'''

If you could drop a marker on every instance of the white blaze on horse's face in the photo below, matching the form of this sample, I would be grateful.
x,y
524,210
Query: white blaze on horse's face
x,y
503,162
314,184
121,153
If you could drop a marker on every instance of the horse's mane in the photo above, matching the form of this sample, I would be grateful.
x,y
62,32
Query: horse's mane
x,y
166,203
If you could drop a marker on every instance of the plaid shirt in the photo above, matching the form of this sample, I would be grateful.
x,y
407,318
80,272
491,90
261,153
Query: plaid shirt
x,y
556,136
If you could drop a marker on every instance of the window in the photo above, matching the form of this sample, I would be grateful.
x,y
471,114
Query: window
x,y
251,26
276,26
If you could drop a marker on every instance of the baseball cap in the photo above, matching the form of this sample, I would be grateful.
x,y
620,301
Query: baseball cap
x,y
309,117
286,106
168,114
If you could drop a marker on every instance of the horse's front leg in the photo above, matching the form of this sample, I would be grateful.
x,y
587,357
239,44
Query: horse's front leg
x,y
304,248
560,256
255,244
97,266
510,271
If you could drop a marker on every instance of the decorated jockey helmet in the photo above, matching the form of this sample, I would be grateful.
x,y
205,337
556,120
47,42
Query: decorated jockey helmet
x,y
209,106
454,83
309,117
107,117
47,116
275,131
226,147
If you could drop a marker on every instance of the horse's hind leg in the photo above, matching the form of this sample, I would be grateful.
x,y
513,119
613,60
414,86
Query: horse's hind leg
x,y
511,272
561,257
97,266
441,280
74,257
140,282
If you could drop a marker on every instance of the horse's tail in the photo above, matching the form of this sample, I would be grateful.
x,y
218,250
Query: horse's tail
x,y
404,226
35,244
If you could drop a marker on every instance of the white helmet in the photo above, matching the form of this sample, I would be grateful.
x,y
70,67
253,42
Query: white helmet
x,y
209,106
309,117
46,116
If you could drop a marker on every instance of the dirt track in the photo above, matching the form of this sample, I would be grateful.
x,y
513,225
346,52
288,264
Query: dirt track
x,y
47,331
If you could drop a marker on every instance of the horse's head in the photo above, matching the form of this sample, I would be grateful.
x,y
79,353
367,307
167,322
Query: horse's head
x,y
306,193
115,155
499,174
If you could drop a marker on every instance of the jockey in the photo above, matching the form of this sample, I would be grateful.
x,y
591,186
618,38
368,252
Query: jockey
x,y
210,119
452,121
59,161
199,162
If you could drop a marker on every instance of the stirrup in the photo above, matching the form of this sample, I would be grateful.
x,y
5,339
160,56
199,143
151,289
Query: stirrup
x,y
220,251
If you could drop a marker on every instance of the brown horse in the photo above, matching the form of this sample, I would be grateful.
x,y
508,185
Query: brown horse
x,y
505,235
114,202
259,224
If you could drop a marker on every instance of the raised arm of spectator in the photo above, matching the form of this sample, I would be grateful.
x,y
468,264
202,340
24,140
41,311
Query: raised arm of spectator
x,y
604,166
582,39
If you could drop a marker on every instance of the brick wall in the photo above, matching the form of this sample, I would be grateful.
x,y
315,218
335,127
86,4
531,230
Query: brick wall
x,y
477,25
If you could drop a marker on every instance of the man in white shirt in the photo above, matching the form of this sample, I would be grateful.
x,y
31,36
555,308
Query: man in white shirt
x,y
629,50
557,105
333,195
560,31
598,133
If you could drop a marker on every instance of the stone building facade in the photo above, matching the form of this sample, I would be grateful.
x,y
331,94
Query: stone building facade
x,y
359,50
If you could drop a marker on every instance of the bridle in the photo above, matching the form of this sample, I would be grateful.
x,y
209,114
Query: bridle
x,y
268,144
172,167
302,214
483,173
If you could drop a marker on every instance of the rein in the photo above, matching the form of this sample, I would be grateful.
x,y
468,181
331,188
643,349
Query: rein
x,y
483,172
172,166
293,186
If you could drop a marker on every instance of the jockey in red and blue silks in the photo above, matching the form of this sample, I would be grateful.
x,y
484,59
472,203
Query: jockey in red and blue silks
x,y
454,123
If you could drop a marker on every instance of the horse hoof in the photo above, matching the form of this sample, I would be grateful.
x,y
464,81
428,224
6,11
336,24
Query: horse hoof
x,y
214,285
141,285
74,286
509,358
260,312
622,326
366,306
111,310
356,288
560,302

'''

## Exercise prompt
Copy all of the data above line for line, with no changes.

## Solution for this exercise
If you could drop a marker on every instance of the white blaze on horse's face in the photo below, matching the form of this sample, I would be grateful.
x,y
524,210
Query: white blaze on horse's face
x,y
503,162
314,184
121,153
If you could drop a marker on every instance of the horse's mane in the photo above, matching the form of this sample, I would be grateful.
x,y
62,32
Query: horse's mane
x,y
166,203
If you could drop a marker on every instance of the plaid shirt in the photo above, matching the form of this sample, I would be grateful.
x,y
407,318
80,272
491,90
261,153
Query: plaid shirt
x,y
556,136
If you could drop a marker on every instance of the window in the photo above, matching the form of this sample, I would be grateful.
x,y
471,114
Query: window
x,y
251,26
276,26
If you could drop a marker on every instance of the baseball cap in the photo above, matching the form of this sample, I would be grateful.
x,y
620,301
Query: baseball cap
x,y
309,117
286,106
168,114
If you could drop a marker on every instance of the horse's front leg in the photo above, matching the form of this sample, I would be grateful.
x,y
587,357
239,44
Query: horse's front leg
x,y
304,248
560,256
255,244
97,266
510,271
If you could drop a marker on every instance of the decorated jockey helmet in the photo above, matching the form of this sample, I would be grateful.
x,y
205,337
556,120
47,42
Query: decorated jockey helmet
x,y
209,106
454,83
309,117
107,117
47,116
275,131
226,147
If you could drop a marker on every instance of the horse's hind leg in the photo above, matching the form of this sample, I would be grateful.
x,y
513,119
613,60
414,86
Query: horse's hind leg
x,y
511,272
561,257
97,266
441,280
74,257
140,282
If you could drop a marker on every instance of the horse's tail in the photo above, matching the form of this sample, I would be grateful.
x,y
218,250
Query: horse's tail
x,y
404,226
35,244
If you could drop a marker on every instance of the white helmet in the photo above, matching the form of this sample, I would be grateful.
x,y
70,67
253,42
Query: white helmet
x,y
209,106
309,117
46,116
If you could drop a marker on every instance of the dirt track in the photo above, matching the form of this sample, I would be grateful.
x,y
513,225
346,52
288,264
Query: dirt track
x,y
47,331
If you could drop a marker on every instance of the horse's head in the photo above, matching the form of this sample, I would be grateful.
x,y
79,353
367,307
167,322
Query: horse's head
x,y
306,193
115,155
499,174
If you could drop a marker on every instance of the jockey in the photo above, matching the form of this sample, I would be grateful.
x,y
591,186
618,38
368,252
Query: jockey
x,y
210,119
452,121
59,161
199,162
If you could drop a marker on every instance of the stirrup in the photo above, matching the form of this sample, I would be grateful.
x,y
5,339
160,56
199,143
151,289
Query: stirrup
x,y
220,251
If you could drop a marker on every instance of the brown horse in the photo above, matching the form of this sample, I would be grateful.
x,y
508,185
Query: brown horse
x,y
505,235
114,202
259,224
If you could drop a marker on every instance of the raised arm of spectator in the photo above, matching the form of this sample, I would be grateful.
x,y
468,264
202,340
24,140
41,311
Query: raised arm of spectator
x,y
604,166
582,39
If you could drop a marker on every instance of the brick wall in the photo above, matching the form of this sample, I would be grateful.
x,y
315,218
335,127
86,4
531,230
Query: brick wall
x,y
477,25
If you could drop a marker on every instance of the man in white shirt in the photo above, matching the form of this sample, I would be grateful.
x,y
31,36
555,308
Query: man in white shirt
x,y
629,50
557,105
333,195
560,31
598,133
If you could drop a marker on every instance of the stone building facade in the photo above, matching the form of this sample, I would be grateful.
x,y
331,94
Query: stone building facade
x,y
359,50
If you could drop a marker on every instance of the bridle in the photo above, matching the form of this sample, I would be grateful.
x,y
209,114
Query: bridle
x,y
268,144
172,167
302,214
483,173
If you could drop a marker on every instance of the rein in the photo above, matching the form of this sample, I would be grateful.
x,y
468,181
331,188
643,349
Query: rein
x,y
483,172
172,166
293,186
If you could drop a marker on every instance of the jockey in red and blue silks in the photo above, matching the form of this sample, I would be grateful.
x,y
484,59
472,203
Query: jockey in red and blue silks
x,y
454,123
If you could drop a marker on every instance of the horse hoof in the photo above, matching the form of this sample, I would be grateful.
x,y
464,81
428,224
6,11
336,24
Query: horse hoof
x,y
214,285
141,285
74,286
509,358
260,312
622,326
366,306
111,310
356,288
560,302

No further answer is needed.